- **Excerpted text**
= Earls, Marquises and Dukes in the Baronage of Scotland =

Baronial title of Scottish ancient nobility

An Earl/Marquis/Duke in the Baronage of Scotland is an ancient title of nobility that is held en baroneum, which means that its holder, who is a earl/marquis/duke in the Baronage of Scotland, is also always a baron. The holder may or may not be a Lord of Regality, which meant that the holder was appointed by the Crown and had the power of "pit and gallows", meaning the power to authorise the death sentence.

A baronial earl/marquis/duke ranks above both a baron and a lord (being a baron of a higher degree) in the Baronage of Scotland, but below all ranks in the Peerage of Scotland. Earldoms, marquisates and dukedoms in the Baronage of Scotland are very rare.

Since all baronage titles are based in Scots property law and not personal peerages, there are some instances when, for historic reasons, the baronage title happens to share the same name as an extant peerage title, but the current holder of the baronage title is different from the current holder of the peerage title of the same name. The two are not to be confused. Historically, they were held by one and the same person, but the baronage title may subsequently have been disponed according to Scots property law, whereas the peerage title always descends according to the destination in the letters patent of creation of the peerage and the rules of peerage law.

[Entries from a dataset]
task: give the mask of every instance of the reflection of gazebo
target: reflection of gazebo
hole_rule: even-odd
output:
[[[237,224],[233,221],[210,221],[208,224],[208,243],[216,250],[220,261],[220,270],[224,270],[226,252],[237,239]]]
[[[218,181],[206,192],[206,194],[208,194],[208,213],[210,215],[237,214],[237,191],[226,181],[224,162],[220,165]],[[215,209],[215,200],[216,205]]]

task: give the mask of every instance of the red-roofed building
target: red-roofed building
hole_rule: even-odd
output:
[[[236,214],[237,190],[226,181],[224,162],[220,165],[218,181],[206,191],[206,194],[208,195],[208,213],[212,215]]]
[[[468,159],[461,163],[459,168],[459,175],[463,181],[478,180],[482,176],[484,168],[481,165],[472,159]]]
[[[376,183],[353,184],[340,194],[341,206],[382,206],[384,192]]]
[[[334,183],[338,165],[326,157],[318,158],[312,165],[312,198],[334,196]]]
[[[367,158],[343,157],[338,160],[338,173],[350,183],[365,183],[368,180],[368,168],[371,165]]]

- **List of tasks**
1. Answer these questions using the text on earls, marquises and dukes in the Baronage of Scotland.
(a) What power did a Lord of Regality have?
(b) Where does a baronial earl, marquis or duke rank compared with the Peerage of Scotland?
(c) According to what does a peerage title always descend?
2. Identify every line of the listing that contains the word "gazebo", treating uppercase and lowercase as different, and copy each of those lines.

- **The solutions**
1.
(a) The power of "pit and gallows," meaning the power to authorise the death sentence.
(b) Below all ranks in the Peerage of Scotland.
(c) According to the destination in the letters patent of creation of the peerage and the rules of peerage law.

2.
task: give the mask of every instance of the reflection of gazebo
target: reflection of gazebo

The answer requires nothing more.